◆ **Goals**:
A - Retype the passage from the forum thread on getting pages crawled, starting with "imo one of the" and going on through "pages and so on.".
B - Extend the forum thread about getting a site's pages crawled, picking up after its final sentence.

◆ **Provided text**:
Welcome to WebmasterWorld Guest from 54.227.157.163

Forum Moderators: phranque

Message Too Old, No Replies

How do you get a 1000 pages crawled easily?

     

knotz

11:06 pm on Mar 26, 2005 (gmt 0)

Inactive Member
Account Expired

 
 


I have about a 1000 or so pages on my site and only 40 of them get crawled by google and even less by Yahoo. I'm just wondering how I can improve this. All the files are located in the root directory and all end with .shtml - Should I change this setup? Any advice would be appreciated
Knotz
1:17 pm on Mar 27, 2005 (gmt 0)

Senior Member

WebmasterWorld Senior Member 10+ Year Member

joined:Mar 1, 2005
posts:741
votes: 0


Hi,

Its very unprobable that a SE indexes more than 40/50 pages of a "big" site.
That depends on the SE algorithm that assignes relevance to the pages on the base of statistics criteria.
So I don't believe that you can do more.

Regards

1:55 pm on Mar 27, 2005 (gmt 0)

Senior Member

WebmasterWorld Senior Member topr8 is a WebmasterWorld Top Contributor of All Time 10+ Year Member Top Contributors Of The Month

joined:Apr 19, 2002
posts:3476
votes: 76


>>>Its very unprobable that a SE indexes more than 40/50 pages of a "big" site

sorry to be so forthright, but this is completely untrue.

our main site runs to 5 figure numbers of pages and nearly all pages are indexed by google

knotz there is no need to change your set up but ensure you have decent site map/s.

9:48 am on Mar 28, 2005 (gmt 0)

Senior Member

WebmasterWorld Senior Member 10+ Year Member

joined:Mar 1, 2005
posts:741
votes: 0


I forgotten to add that I talk about NEW sites/domains.

However I'm well curious to see how to set a "sitemap" of over 1,000 pages...

Regards

11:03 pm on Mar 28, 2005 (gmt 0)

Senior Member

WebmasterWorld Senior Member topr8 is a WebmasterWorld Top Contributor of All Time 10+ Year Member Top Contributors Of The Month

joined:Apr 19, 2002
posts:3476
votes: 76


>>>how to set a "sitemap" of over 1,000 pages...

as i said sitemap/s ... in my view each category or section of a site should have its own site map or maybe you want to call it an index page, or even just integrating site maps into the structure of the site itself. rather like links pages, they need to be implimented imaginatively.

imo one of the largest and best designed sites on the web is the bbc, every section you get to has fantastic site maps, every page links fantastically to many relevant pages and so on.

4:09 pm on Apr 27, 2005 (gmt 0)

New User

10+ Year Member

joined:Apr 26, 2005
posts:14
votes: 0


I have about a 1000 or so pages on my site and only 40 of them get crawled by google and even less by Yahoo. I'm just wondering how I can improve this. All the files are located in the root directory and all end with .shtml - Should I change this setup? Any advice would be appreciated
Knotz

knotz. here's what to do:

1. make a list of your 1000 urls
2. use your word-processor or perl to turn it into a list of 1000 links to each url (ideally with the title of the page as the wording of the link)
3. use your word-processor or perl to paste 50 links onto the bottom of each of the 40 pages listed

forget about it for at least 1 month so you don't stress out unnecessarily or do anything stupid like go back on yourself.

and presto hey. your site will start to see more and more listings as each month passes. it probably won't all go up straight away, but it will in the end.

◆ **Source material**:
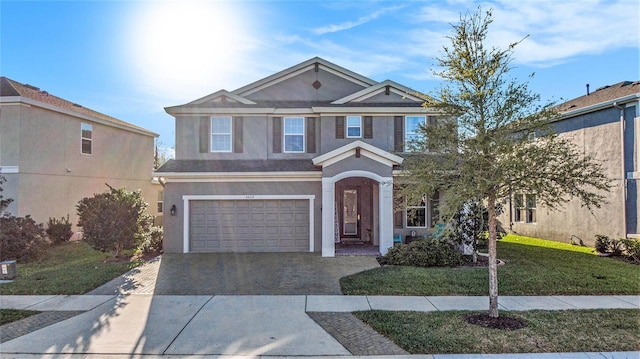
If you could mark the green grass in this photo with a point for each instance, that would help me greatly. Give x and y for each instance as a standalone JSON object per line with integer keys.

◆ **Outputs for the tasks**:
A -
imo one of the largest and best designed sites on the web is the bbc, every section you get to has fantastic site maps, every page links fantastically to many relevant pages and so on.

B -
step 4 is optional and leads to a world of chaos where you no longer know when robots are coming and going. also, if you follow step 4, you will be carrying out what many people consider to be a form of activity which google may penalise; i don't personally hold sway with that theory, but it seems to have the majority vote.

4. paste a set of 20 to 50 links to other pages on every page of your site - that way each new link it eats will give it a list of 20 to 50 further links and speed up the rate at which it finds all the 'new' ones.

5. when all the pages are up, remove those extra links from your pages unless they are pages whose content will be regularly updated;

nb here is a huge discussion i found on this forum about whether google "punishes" sites for "aggressive link building"...

[webmasterworld.com...]

the only post you should read and obey on that thread is post number 124 (which outlines 'a simple method to get into Googles good graces') - be positive about the whole thing - that seems to be key

4:10 pm on Apr 27, 2005 (gmt 0)

New User

10+ Year Member

joined:Apr 26, 2005
posts:14
votes: 0


"use your word-processor or perl to turn it into a list of 1000 links to each url"

by that i mean (coz you can't apparently edit on this forum), "turn it into a list of 1000 links - 1 link going to each url"

(it's better to be clear, eh).

1:13 am on May 4, 2005 (gmt 0)

Junior Member

10+ Year Member

joined:Apr 1, 2005
posts:135
votes: 0


There are many reasons why G and Y have only crawled 40 pages out of 1000. Some might be internal linking issues, coding issues, duplicate content, seasoning of domain, too many links with the same anchor text too fast, etc. A site map helps, but this scenario definitely appears to be something deeper.
1:43 am on May 4, 2005 (gmt 0)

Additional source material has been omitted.